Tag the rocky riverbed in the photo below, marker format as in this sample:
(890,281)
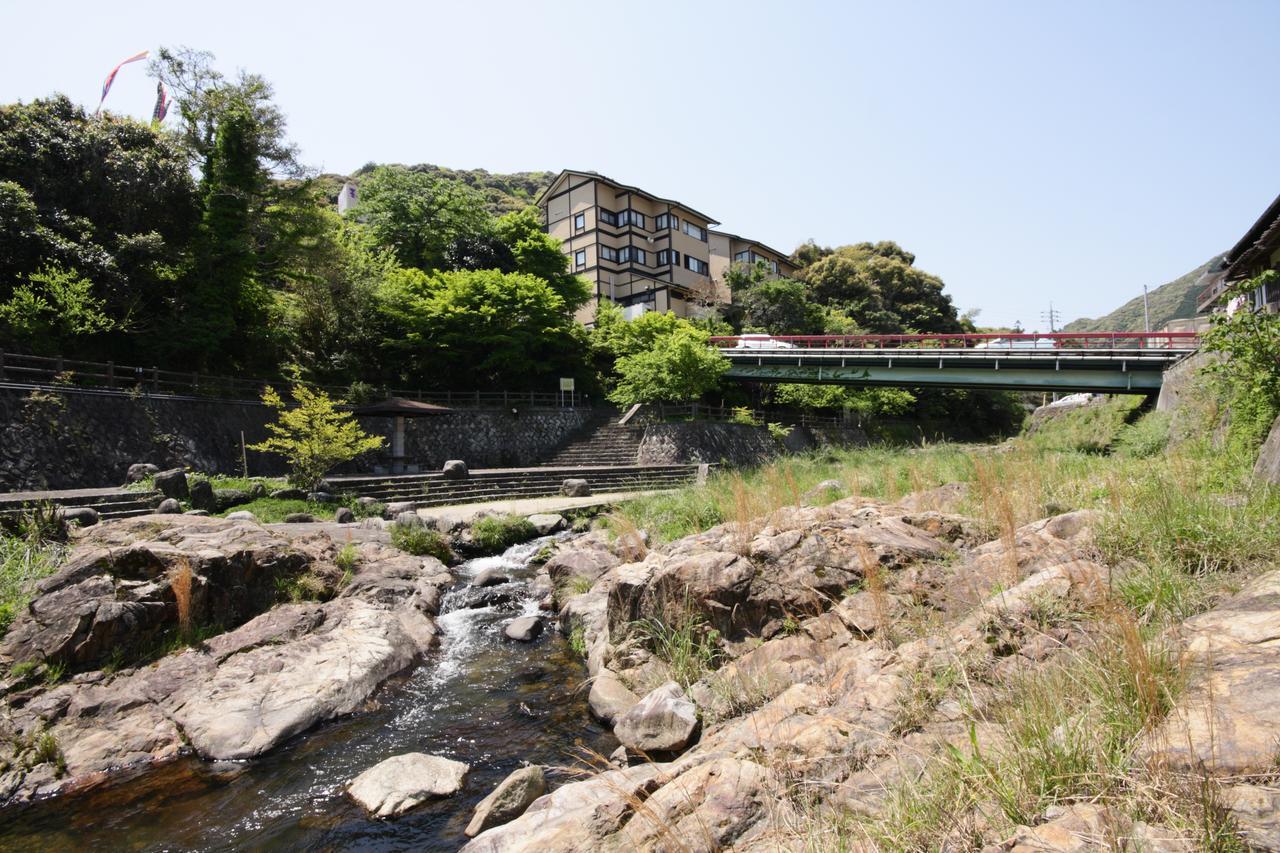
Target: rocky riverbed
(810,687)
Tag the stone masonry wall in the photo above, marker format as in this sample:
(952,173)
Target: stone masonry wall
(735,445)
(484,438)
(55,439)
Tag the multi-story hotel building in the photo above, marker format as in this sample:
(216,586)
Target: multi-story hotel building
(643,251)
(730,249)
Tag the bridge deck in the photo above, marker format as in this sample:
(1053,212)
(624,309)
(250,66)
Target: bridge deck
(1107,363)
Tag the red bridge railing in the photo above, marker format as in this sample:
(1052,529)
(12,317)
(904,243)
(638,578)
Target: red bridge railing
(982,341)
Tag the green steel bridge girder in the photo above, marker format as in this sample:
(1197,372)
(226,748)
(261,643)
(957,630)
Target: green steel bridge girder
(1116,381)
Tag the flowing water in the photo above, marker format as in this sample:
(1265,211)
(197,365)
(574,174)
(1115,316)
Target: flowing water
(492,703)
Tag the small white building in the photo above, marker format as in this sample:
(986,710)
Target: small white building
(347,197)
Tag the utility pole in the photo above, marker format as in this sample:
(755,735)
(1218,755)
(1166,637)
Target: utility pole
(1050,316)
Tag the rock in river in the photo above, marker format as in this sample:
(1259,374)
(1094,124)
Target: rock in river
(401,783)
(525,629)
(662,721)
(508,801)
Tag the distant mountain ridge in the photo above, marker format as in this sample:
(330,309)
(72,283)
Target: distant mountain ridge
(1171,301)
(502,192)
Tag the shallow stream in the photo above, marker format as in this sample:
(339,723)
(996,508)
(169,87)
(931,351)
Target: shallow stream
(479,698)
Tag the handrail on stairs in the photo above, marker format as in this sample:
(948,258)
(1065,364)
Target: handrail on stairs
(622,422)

+++

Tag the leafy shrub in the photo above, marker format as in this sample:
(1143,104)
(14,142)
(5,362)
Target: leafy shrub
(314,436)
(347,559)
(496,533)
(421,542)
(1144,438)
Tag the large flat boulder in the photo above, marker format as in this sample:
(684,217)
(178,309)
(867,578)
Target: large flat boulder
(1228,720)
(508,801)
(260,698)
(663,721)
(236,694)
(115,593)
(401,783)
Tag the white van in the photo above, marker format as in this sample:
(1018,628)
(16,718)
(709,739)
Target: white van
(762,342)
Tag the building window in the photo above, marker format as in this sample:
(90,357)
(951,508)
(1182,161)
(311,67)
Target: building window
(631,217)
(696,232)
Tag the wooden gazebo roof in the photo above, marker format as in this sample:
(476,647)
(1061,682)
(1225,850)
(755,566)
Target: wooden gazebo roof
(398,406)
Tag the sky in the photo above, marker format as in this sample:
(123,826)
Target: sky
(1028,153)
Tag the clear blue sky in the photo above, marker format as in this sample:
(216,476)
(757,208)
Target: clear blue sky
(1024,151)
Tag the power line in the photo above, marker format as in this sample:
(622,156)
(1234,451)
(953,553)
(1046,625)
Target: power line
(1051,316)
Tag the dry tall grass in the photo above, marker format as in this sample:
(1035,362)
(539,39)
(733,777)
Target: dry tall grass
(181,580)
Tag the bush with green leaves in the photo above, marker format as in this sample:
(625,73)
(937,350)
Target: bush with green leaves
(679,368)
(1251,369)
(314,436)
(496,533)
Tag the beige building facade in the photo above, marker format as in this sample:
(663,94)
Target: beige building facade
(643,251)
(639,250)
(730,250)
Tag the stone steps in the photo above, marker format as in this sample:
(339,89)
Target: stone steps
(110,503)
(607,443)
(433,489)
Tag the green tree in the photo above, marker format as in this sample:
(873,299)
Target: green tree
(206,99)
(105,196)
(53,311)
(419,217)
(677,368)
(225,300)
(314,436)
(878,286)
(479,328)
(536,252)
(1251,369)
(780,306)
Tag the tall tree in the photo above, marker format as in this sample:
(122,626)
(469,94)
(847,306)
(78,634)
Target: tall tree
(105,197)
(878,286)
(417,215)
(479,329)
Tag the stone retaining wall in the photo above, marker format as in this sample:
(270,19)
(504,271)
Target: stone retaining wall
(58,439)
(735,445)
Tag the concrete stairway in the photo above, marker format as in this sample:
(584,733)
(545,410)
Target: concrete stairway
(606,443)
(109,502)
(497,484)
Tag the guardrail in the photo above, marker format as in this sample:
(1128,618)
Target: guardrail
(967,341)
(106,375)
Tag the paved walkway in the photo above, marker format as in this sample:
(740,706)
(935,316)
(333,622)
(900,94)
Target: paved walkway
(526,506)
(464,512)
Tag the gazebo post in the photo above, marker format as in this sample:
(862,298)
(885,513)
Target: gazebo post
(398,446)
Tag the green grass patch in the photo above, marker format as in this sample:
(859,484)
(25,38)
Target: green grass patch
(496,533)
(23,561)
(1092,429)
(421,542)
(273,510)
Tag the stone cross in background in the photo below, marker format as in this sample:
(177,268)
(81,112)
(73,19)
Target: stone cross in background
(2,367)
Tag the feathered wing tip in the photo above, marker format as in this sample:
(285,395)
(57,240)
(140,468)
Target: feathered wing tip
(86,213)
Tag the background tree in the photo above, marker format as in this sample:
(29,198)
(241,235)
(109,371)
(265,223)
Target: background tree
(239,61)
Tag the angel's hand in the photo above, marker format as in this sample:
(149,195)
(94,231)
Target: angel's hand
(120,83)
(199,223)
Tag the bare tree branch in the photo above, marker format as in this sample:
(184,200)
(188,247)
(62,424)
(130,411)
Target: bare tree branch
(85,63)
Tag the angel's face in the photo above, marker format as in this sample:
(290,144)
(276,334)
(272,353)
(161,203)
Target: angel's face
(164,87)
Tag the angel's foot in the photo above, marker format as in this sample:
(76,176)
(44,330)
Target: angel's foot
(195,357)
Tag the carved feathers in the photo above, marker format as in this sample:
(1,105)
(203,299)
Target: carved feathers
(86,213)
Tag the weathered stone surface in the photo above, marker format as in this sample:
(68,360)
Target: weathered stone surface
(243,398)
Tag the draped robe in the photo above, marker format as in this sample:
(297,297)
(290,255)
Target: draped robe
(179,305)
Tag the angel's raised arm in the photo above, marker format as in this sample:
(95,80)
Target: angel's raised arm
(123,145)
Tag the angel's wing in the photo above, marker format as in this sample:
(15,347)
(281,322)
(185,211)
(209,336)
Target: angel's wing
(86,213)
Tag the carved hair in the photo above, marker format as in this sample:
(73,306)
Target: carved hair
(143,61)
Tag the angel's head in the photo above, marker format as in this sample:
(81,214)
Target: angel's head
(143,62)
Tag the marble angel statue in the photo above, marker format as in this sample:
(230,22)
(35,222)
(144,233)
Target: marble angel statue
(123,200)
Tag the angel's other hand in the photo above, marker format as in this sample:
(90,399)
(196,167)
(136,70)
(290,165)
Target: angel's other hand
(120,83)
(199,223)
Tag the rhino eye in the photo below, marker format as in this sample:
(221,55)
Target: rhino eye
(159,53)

+++

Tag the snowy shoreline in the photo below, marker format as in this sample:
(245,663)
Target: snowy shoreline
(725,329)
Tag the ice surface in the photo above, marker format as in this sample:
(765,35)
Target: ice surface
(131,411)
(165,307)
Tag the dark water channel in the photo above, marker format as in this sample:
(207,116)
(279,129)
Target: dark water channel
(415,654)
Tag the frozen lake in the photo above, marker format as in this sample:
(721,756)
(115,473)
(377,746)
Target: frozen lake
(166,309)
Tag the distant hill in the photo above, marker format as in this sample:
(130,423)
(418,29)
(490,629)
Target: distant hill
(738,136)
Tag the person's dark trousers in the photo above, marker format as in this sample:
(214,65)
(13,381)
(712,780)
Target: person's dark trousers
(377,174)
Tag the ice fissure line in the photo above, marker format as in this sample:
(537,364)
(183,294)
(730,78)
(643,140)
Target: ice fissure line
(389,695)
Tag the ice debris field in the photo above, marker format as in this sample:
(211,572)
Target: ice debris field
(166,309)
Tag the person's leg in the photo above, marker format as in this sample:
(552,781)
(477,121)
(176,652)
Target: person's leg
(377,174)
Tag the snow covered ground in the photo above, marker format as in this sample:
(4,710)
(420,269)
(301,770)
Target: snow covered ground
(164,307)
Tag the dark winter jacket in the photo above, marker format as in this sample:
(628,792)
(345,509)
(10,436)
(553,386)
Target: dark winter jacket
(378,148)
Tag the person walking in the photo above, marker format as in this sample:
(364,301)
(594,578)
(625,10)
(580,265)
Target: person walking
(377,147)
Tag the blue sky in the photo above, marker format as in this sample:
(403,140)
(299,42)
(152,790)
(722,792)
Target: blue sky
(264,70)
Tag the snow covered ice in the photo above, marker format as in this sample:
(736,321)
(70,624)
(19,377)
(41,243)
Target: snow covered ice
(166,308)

+++

▶ **WHAT TO WORK ON**:
Reprint exactly the lines above that start at the one with "Target: ice debris field" and end at the one with "Tag the dark winter", keeping both and adding none.

▶ **RESULT BELOW**:
Target: ice debris field
(166,309)
Tag the person's leg in the photo above, marker format as in this sample:
(552,781)
(477,121)
(176,652)
Target: person's leg
(377,174)
Tag the snow covered ground in the photo above, marker format as in this sample:
(4,710)
(420,269)
(301,770)
Target: snow covered ground
(164,307)
Tag the dark winter jacket in the photo above, marker format as in this sample:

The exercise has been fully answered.